Oefentekst —
────────────────────────────────────────

Eerder zijn dan al in het dagrapport de arrestaties van oud-marinier De Langen en advocaat Smit vermeld. Samen met Smit, oud-officier Van Royen en rijwielhersteller Nieuwenhuisen wordt Peters per auto naar de “Deutsches Untersuchungs- und Strafgefängnis” -Het Oranjehotel- in Scheveningen gebracht. De vrouw van Peters heeft intussen belastende tekeningen vernietigd en wapens laten verdwijnen.
Contact
Peters maakt sinds december 1940 deel uit van een driemanschap met De Langen en Nieuwenhuisen dat het voortouw heeft in het beginnende georganiseerde Goudse verzet tegen de Duitse bezetter. Als politieman heeft hij kennis én een interessante informatiepositie. Een politiearrestant in het nauw, in de tweede helft van februari 1941, neemt Peters in vertrouwen. Dat leidt de laatste week van februari tot een ontmoeting van De Langen met Johan Maas uit Hillegersberg, die bekend blijkt met landelijke verzetsorganisaties. Al maanden zijn ze zonder succes bezig zo’n contact te vinden. Nu het eindelijk zover is kunnen ze verzamelde informatie over Duitse legeringen en troepenverplaatsingen doorgeven, zodat die vanuit Engeland voor de oorlogsvoering gebruikt kan worden.

────────────────────────────────────────

Bronmateriaal —
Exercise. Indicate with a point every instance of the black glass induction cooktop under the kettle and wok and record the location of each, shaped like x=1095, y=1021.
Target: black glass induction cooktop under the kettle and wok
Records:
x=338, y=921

────────────────────────────────────────

Vragen en opdrachten —
[A] Herschrijf het deel van de oefentekst dat begint met "Eerder zijn dan" en doorloopt tot en met "wapens laten verdwijnen.". Vervang daarin "advocaat" door "jurist".
[B] Ga verder met de tekst over het Goudse verzet tegen de Duitse bezetter en sluit aan op de laatste zin.

Genummerde antwoorden —
[A]
Eerder zijn dan al in het dagrapport de arrestaties van oud-marinier De Langen en jurist Smit vermeld. Samen met Smit, oud-officier Van Royen en rijwielhersteller Nieuwenhuisen wordt Peters per auto naar de “Deutsches Untersuchungs- und Strafgefängnis” -Het Oranjehotel- in Scheveningen gebracht. De vrouw van Peters heeft intussen belastende tekeningen vernietigd en wapens laten verdwijnen.

[B]
Mensen en wapens
De verzetswerkzaamheden in Gouda ontwikkelen zich geleidelijk en bestrijken een breed terrein van activiteiten. Er wordt een verdedigingsplan opgesteld voor het moment dat de Duitsers op eigen initiatief vertrekken, dat wordt aan het begin van de oorlog als serieuze mogelijkheid gezien, of als zij verslagen worden door de Engelsen. Een lijst met namen van ruim 200 betrouwbare Goudse personen wordt opgesteld die dan kunnen helpen bij het handhaven van de orde. De meeste van deze mensen weten uit veiligheidsoverwegingen zelf nog niet dat er te zijner een beroep op hen zal worden gedaan. Een beperkt aantal mensen is wel op de hoogte en maakt deel uit van de gymnastiekgroep Ontspanning Door Inspanning (ODI). Dit sportclubje is niet meer dan een dekmantel. Samen met een oud-collega geeft De Langen daarin wapenonderricht en training in wat (militaire) basisvaardigheden.
Het zorgen voor bewapening vraagt forse inspanning. Drie mogelijkheden blijken tot hun dienst te staan: revolvers van Duitsers stelen in cafés en kopen van Duitse militairen, en het opsporen van achtergebleven wapens van Nederlandse militairen uit de meidagen van 1940. De laatste categorie levert het meeste op. In de periode tot de arrestaties worden naast de Duitse revolvers, 5 lichte machinegeweren, 25 karabijnen, 80 pistolen, patronen, sabels en een kist handgranaten verzameld. In vijf (nachtelijke) transporten worden ze uit de regio overgebracht naar Gouda.
Schuilnamen
Door zijn werkcontacten kan Peters soms berichten onderscheppen en mensen waarschuwen. Daarnaast worden inlichtingen verzameld en enkele Duitse auto’s gesaboteerd. Ook zijn werk als contactpersoon tussen de politie Gouda en de SD in Rotterdam levert soms belangwekkende informatie op. Peters kan in en buiten zijn werktijd-met-wisselende-diensten bijdragen aan het opbouwen en functioneren van de lokale organisatie met ook contacten in de omgeving. Met zijn schuilnaam Bob is hij bij de insiders bekend. Daarnaast gebruikt hij “E-12” als codenaam, al is dat waarschijnlijk alleen in inlichtingenberichten.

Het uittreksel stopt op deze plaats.